Aim:
Render the records as a two-column CSV with the headers "entry" and "answer," starting with the line that contains "Target: small window" and going on through the end of the records. Give one row per record, and put its text and its answer each in a single quoted field, with line breaks turned into spaces.

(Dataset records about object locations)
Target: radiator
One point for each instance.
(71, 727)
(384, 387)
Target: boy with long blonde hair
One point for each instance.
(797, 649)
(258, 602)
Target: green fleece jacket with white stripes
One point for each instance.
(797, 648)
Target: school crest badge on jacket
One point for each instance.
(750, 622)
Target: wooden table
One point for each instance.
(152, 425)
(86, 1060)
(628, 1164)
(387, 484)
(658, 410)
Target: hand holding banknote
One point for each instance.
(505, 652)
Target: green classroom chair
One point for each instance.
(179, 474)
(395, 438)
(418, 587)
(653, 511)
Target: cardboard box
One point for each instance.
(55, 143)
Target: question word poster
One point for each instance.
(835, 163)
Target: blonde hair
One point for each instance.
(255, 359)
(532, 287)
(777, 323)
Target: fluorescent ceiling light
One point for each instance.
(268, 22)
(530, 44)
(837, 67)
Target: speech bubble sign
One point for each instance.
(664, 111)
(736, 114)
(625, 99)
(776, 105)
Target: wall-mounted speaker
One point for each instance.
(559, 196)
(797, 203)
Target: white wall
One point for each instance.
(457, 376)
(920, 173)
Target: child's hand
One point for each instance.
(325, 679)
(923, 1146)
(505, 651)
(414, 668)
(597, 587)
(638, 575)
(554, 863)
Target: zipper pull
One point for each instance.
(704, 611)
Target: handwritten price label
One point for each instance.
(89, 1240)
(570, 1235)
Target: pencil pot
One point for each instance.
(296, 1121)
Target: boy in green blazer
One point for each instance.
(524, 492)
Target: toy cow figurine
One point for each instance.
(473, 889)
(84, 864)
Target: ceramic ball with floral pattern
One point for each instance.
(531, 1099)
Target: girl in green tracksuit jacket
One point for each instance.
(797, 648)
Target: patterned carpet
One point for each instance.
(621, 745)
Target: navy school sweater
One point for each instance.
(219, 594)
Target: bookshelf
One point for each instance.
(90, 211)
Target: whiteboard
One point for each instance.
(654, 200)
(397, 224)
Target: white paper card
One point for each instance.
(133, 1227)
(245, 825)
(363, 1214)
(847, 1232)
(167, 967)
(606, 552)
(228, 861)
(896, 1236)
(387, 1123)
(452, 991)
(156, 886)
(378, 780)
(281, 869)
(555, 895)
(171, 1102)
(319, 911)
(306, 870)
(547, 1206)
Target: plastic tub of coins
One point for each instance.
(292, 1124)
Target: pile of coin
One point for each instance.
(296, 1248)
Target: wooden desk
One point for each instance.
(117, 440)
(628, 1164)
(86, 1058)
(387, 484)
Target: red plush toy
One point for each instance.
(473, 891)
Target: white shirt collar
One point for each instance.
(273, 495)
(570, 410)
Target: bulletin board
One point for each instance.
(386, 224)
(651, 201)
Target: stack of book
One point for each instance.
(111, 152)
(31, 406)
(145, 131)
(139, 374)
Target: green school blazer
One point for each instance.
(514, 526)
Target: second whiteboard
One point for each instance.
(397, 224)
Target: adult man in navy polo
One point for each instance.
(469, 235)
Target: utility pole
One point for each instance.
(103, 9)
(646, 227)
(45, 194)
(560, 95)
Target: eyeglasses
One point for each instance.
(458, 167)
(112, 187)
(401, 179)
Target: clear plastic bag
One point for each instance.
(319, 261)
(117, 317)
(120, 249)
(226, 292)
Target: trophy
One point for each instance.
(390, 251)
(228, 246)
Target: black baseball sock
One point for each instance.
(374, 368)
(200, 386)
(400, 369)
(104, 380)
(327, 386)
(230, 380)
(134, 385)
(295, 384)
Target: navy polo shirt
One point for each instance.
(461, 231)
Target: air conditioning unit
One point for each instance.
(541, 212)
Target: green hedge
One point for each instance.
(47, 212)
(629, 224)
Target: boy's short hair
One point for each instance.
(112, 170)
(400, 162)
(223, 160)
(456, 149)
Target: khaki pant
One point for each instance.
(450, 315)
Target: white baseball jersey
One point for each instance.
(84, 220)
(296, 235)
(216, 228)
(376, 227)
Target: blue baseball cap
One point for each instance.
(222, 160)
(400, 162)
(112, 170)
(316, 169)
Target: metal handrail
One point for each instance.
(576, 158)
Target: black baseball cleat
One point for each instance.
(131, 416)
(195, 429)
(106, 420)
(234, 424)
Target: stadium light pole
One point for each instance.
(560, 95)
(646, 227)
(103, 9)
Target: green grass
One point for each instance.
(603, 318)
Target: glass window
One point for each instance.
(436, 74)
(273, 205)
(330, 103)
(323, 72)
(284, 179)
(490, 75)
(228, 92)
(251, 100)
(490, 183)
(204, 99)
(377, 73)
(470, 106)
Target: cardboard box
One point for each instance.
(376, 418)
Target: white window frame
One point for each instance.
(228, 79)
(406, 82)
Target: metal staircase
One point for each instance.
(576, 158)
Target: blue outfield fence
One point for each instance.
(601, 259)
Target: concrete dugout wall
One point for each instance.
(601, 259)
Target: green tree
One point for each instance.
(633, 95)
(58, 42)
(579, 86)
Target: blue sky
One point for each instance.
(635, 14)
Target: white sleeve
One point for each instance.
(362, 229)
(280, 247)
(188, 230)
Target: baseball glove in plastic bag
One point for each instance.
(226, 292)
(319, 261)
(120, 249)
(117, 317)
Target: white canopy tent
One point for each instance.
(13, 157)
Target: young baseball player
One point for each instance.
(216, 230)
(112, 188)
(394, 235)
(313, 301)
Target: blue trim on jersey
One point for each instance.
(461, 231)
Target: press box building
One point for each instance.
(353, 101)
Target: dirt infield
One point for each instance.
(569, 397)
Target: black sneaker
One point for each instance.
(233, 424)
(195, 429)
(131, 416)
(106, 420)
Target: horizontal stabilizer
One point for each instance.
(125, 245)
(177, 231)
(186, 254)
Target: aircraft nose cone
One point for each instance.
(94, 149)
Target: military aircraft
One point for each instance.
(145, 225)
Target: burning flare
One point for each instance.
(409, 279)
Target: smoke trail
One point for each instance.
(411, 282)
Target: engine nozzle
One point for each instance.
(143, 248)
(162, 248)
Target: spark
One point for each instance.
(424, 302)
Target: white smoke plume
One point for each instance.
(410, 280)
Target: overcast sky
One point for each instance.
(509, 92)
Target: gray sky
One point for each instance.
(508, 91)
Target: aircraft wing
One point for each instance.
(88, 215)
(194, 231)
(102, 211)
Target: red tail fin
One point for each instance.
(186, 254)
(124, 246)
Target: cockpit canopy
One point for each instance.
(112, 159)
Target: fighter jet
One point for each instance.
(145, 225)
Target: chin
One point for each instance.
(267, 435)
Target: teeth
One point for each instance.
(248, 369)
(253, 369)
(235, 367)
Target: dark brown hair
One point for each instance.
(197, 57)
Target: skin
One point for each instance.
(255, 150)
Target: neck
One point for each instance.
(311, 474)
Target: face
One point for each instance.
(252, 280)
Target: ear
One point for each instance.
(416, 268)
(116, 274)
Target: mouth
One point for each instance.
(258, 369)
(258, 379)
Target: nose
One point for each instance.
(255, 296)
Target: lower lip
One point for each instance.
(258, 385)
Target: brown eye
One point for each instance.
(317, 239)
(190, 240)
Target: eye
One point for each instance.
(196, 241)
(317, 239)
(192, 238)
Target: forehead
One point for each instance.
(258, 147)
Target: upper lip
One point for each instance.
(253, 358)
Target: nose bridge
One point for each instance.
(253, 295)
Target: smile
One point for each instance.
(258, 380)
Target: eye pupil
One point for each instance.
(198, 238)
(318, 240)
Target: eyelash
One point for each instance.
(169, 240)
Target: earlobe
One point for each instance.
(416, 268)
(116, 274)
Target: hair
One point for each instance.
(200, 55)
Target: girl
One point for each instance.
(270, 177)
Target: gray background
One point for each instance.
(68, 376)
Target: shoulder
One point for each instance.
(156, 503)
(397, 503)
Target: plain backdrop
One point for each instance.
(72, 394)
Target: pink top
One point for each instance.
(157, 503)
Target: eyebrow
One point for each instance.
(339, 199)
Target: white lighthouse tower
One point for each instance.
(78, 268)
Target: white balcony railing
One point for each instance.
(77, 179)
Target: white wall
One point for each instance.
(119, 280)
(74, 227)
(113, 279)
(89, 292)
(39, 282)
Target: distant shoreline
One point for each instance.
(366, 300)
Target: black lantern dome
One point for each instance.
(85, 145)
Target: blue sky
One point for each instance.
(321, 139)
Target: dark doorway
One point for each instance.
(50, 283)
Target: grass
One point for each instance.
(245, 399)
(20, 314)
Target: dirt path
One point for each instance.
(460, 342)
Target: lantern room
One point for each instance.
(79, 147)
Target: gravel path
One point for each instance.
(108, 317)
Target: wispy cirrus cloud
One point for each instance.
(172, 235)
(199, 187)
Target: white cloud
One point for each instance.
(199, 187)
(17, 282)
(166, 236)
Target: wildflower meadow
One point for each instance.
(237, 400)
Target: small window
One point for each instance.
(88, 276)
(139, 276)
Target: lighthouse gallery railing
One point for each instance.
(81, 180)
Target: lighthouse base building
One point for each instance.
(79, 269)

Exercise output:
entry,answer
"Target: small window One point for each instance.","(88, 276) (139, 276)"
"Target: lighthouse gallery railing One point for each instance.","(81, 180)"
"Target: lighthouse base building One point for each instance.","(79, 269)"